§ **THE TASK**: Find where "# indicate a" occurs in the data below, and retype that line and every later line exactly.

**** GIVEN DATA

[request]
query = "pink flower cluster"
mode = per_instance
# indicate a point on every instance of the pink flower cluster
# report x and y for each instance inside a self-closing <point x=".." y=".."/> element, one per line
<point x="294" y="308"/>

********

§ **RESPONSE FOR THIS EXERCISE**:
# indicate a point on every instance of the pink flower cluster
# report x and y for each instance inside a self-closing <point x=".." y=".."/> element, one per line
<point x="294" y="308"/>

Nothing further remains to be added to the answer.